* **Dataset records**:
────────────────────────────────────────
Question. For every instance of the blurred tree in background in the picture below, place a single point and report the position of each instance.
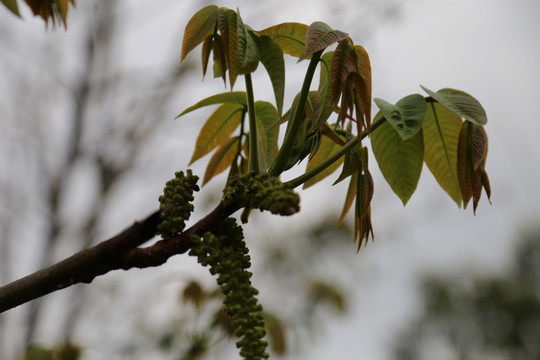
(475, 318)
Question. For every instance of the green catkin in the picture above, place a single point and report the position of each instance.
(226, 253)
(263, 192)
(175, 203)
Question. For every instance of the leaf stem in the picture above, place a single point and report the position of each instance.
(331, 159)
(282, 158)
(253, 149)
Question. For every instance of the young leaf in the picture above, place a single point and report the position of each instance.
(217, 129)
(327, 147)
(344, 62)
(205, 53)
(319, 36)
(272, 59)
(322, 106)
(363, 91)
(291, 37)
(441, 134)
(351, 196)
(407, 116)
(248, 49)
(461, 103)
(228, 25)
(364, 194)
(266, 115)
(198, 28)
(222, 159)
(12, 6)
(353, 161)
(232, 97)
(400, 160)
(472, 154)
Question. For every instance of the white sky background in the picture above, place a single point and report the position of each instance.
(487, 48)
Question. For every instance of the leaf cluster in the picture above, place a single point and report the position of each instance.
(444, 129)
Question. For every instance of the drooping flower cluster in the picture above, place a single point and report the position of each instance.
(226, 253)
(175, 203)
(263, 192)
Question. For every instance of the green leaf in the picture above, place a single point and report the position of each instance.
(217, 129)
(327, 147)
(222, 159)
(364, 91)
(220, 57)
(344, 62)
(461, 103)
(228, 25)
(232, 97)
(472, 154)
(350, 197)
(266, 115)
(291, 37)
(407, 116)
(400, 160)
(319, 36)
(441, 134)
(205, 53)
(248, 49)
(272, 59)
(322, 106)
(198, 28)
(353, 161)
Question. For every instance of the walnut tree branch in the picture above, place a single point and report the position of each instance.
(119, 252)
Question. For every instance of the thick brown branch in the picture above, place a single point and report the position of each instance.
(119, 252)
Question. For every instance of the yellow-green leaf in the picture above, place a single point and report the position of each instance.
(291, 37)
(232, 97)
(198, 28)
(266, 115)
(322, 106)
(364, 91)
(441, 134)
(461, 103)
(319, 36)
(472, 154)
(228, 24)
(12, 6)
(350, 197)
(272, 60)
(407, 116)
(217, 129)
(222, 159)
(327, 147)
(400, 160)
(344, 62)
(249, 53)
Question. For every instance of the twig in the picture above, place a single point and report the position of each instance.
(119, 252)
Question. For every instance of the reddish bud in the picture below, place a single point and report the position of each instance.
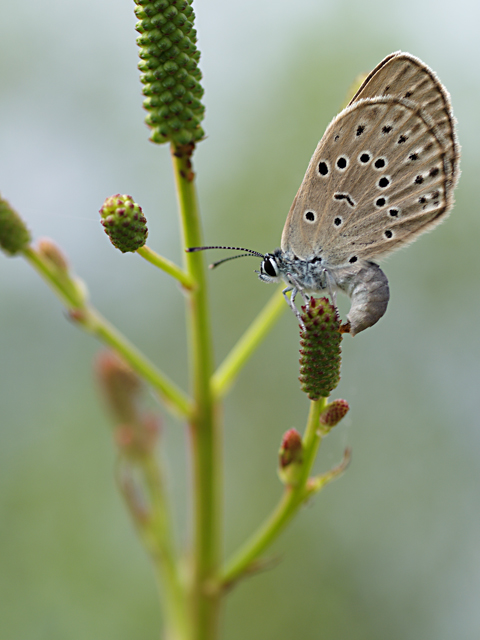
(320, 348)
(290, 457)
(333, 413)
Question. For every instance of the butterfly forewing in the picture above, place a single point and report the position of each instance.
(382, 173)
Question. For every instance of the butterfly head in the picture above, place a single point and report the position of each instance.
(270, 267)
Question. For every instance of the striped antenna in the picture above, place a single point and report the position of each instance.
(248, 252)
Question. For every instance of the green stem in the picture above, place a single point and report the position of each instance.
(159, 537)
(152, 518)
(166, 265)
(292, 499)
(204, 428)
(73, 295)
(226, 373)
(173, 397)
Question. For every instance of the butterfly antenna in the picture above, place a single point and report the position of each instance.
(248, 252)
(240, 255)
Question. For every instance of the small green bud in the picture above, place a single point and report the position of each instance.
(14, 235)
(332, 414)
(320, 349)
(290, 457)
(124, 223)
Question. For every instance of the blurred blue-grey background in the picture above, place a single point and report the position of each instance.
(392, 549)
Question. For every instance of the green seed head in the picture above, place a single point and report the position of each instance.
(320, 349)
(14, 235)
(170, 73)
(124, 223)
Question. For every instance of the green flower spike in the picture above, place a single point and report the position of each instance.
(290, 458)
(124, 223)
(332, 414)
(320, 349)
(170, 73)
(14, 235)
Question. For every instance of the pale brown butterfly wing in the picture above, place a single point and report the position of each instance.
(402, 75)
(382, 174)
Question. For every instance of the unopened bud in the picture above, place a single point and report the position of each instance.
(290, 457)
(320, 348)
(120, 386)
(332, 414)
(124, 223)
(49, 250)
(14, 235)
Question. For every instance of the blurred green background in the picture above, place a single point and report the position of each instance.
(392, 549)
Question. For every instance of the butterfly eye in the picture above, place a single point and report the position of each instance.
(269, 266)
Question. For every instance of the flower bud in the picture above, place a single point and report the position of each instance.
(320, 348)
(14, 235)
(170, 73)
(290, 457)
(136, 432)
(124, 223)
(332, 414)
(52, 252)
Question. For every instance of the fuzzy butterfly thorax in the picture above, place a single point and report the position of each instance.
(383, 173)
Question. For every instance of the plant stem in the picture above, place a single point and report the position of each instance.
(226, 373)
(291, 500)
(204, 428)
(166, 265)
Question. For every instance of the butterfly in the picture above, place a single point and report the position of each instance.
(383, 173)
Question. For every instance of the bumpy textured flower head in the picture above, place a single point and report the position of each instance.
(170, 73)
(14, 235)
(320, 349)
(124, 223)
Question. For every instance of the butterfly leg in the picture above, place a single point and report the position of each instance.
(291, 302)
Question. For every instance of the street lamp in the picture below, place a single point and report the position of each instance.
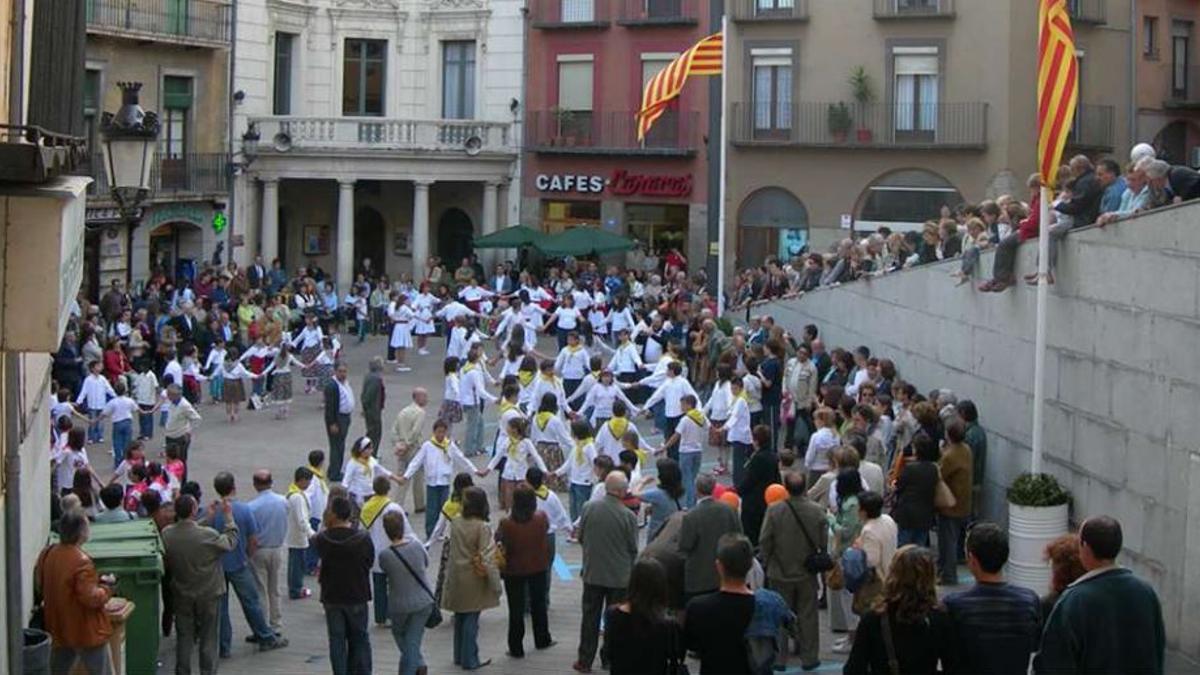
(130, 138)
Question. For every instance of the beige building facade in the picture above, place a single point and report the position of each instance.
(943, 112)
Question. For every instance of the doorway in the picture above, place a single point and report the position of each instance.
(456, 237)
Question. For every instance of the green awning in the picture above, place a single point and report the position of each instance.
(509, 238)
(583, 242)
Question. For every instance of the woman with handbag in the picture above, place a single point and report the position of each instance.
(522, 537)
(409, 598)
(473, 579)
(909, 631)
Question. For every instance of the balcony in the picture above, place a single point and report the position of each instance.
(193, 23)
(552, 132)
(768, 10)
(193, 174)
(1087, 11)
(652, 13)
(569, 15)
(1092, 129)
(889, 10)
(282, 135)
(874, 126)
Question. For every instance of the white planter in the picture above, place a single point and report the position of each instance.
(1030, 529)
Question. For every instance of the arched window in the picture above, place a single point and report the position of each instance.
(904, 199)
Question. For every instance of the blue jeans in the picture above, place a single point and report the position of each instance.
(349, 645)
(689, 464)
(466, 639)
(919, 537)
(243, 584)
(408, 629)
(297, 567)
(435, 499)
(123, 432)
(580, 496)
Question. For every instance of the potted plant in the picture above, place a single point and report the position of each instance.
(864, 94)
(839, 121)
(1037, 514)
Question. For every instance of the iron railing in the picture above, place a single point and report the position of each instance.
(871, 125)
(768, 10)
(611, 132)
(193, 22)
(1093, 127)
(913, 9)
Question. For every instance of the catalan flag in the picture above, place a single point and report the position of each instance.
(703, 58)
(1057, 85)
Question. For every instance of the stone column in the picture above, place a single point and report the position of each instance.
(345, 274)
(420, 227)
(269, 242)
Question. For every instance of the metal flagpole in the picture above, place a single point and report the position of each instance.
(1039, 340)
(720, 217)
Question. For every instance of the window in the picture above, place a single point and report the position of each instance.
(772, 93)
(283, 46)
(916, 93)
(363, 77)
(459, 79)
(575, 95)
(1150, 36)
(579, 11)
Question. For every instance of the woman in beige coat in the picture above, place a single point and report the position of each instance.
(472, 580)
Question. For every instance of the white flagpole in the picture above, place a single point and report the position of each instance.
(720, 217)
(1039, 346)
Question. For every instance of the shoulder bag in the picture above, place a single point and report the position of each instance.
(435, 619)
(819, 561)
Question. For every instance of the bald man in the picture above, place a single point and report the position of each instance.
(269, 561)
(407, 435)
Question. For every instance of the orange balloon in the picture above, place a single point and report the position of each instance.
(775, 493)
(731, 499)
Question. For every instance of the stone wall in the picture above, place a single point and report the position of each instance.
(1122, 422)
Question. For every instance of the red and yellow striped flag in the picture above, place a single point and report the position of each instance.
(1057, 85)
(703, 58)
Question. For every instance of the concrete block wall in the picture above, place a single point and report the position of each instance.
(1122, 423)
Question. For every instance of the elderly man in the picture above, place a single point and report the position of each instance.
(407, 432)
(609, 536)
(192, 554)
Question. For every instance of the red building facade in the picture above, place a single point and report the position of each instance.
(587, 61)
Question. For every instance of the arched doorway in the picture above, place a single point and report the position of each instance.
(370, 239)
(772, 222)
(456, 237)
(904, 199)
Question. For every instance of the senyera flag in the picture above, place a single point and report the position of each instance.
(703, 58)
(1057, 85)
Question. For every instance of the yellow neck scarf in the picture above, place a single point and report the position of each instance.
(372, 508)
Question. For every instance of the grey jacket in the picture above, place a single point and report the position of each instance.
(609, 536)
(701, 529)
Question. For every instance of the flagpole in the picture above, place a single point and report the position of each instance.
(720, 217)
(1039, 340)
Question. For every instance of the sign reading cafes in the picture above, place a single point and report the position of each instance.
(621, 184)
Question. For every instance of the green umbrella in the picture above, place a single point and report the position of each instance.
(509, 238)
(583, 242)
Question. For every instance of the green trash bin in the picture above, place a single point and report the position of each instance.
(137, 565)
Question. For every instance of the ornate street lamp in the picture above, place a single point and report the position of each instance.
(130, 138)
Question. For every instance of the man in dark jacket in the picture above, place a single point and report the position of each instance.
(1108, 621)
(346, 559)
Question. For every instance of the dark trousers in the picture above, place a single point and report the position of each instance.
(349, 645)
(595, 601)
(337, 447)
(533, 587)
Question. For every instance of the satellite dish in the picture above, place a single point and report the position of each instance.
(473, 145)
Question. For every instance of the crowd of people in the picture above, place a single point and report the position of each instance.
(1086, 193)
(838, 484)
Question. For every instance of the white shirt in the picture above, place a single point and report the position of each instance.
(438, 464)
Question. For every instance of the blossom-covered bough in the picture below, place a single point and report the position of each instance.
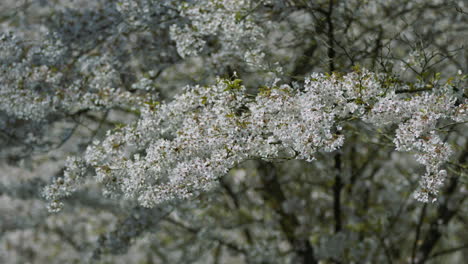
(225, 131)
(180, 148)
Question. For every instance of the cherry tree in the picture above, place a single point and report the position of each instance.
(233, 131)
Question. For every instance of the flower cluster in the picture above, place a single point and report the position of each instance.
(235, 34)
(180, 148)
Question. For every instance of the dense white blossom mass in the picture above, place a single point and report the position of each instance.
(233, 131)
(180, 148)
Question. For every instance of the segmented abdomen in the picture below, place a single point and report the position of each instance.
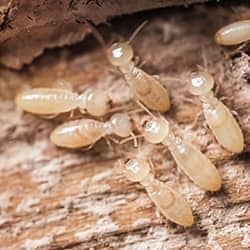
(79, 133)
(47, 101)
(196, 166)
(225, 128)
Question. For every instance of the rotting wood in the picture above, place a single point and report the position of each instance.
(29, 27)
(52, 198)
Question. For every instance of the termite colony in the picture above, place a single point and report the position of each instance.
(149, 93)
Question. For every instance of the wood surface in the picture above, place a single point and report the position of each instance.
(52, 198)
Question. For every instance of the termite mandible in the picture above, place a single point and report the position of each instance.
(147, 88)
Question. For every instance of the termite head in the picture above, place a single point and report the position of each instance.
(137, 169)
(121, 125)
(201, 83)
(120, 53)
(155, 130)
(95, 102)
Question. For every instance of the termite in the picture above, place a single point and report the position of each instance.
(85, 132)
(147, 88)
(53, 101)
(234, 33)
(171, 203)
(219, 118)
(195, 164)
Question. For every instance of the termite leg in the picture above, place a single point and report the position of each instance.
(48, 116)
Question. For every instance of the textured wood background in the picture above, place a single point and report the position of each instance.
(52, 198)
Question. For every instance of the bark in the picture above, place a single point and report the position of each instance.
(53, 198)
(29, 27)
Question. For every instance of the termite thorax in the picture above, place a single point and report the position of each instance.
(173, 142)
(128, 68)
(208, 100)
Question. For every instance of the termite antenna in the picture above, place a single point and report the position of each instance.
(137, 30)
(145, 108)
(204, 59)
(95, 32)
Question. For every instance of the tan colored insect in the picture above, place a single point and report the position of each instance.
(85, 132)
(219, 118)
(171, 204)
(195, 164)
(53, 101)
(234, 33)
(147, 89)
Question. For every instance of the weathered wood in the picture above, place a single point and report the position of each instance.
(29, 27)
(52, 198)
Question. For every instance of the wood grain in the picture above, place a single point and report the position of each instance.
(52, 198)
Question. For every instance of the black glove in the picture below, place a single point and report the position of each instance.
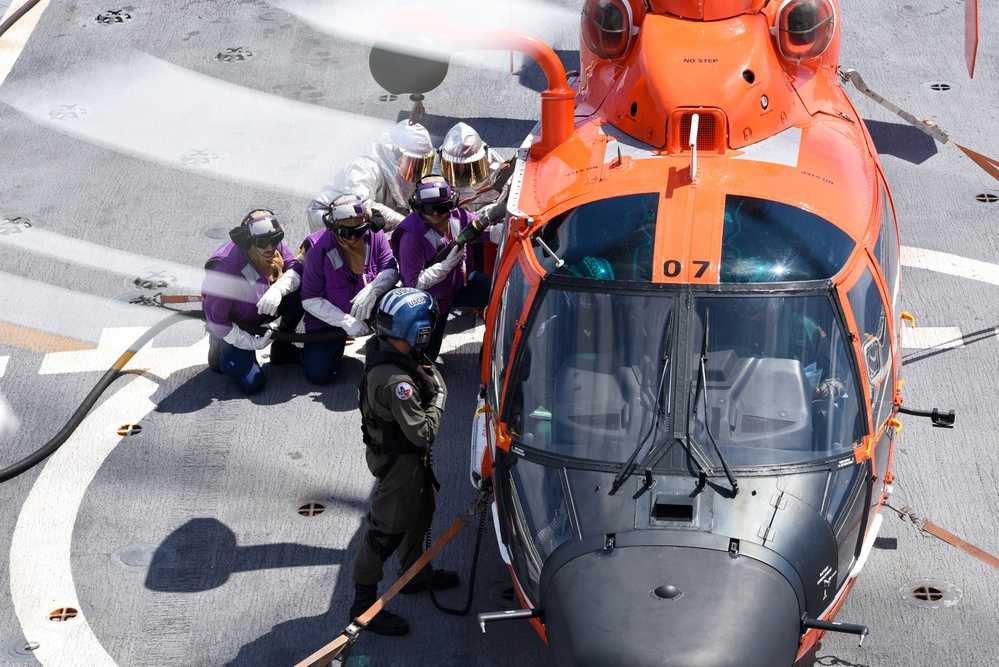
────────────────────────────────────────
* **WORK INSTRUCTIONS**:
Rescale the lines from the line containing "Question. For every instance of the wood grain" through the end of the records, both included. Reproduce every line, requests included, but multiply each point coordinate in the answers by 0.45, round to whole numbers with halves rounded up, and omit the pictures.

* **EXERCISE OUTPUT**:
Question. For every instance of the wood grain in the picture above, place a single point and report the position of each instance.
(23, 89)
Question. For every instance of the black glove in the picture below, place a single point and report the position of each instance.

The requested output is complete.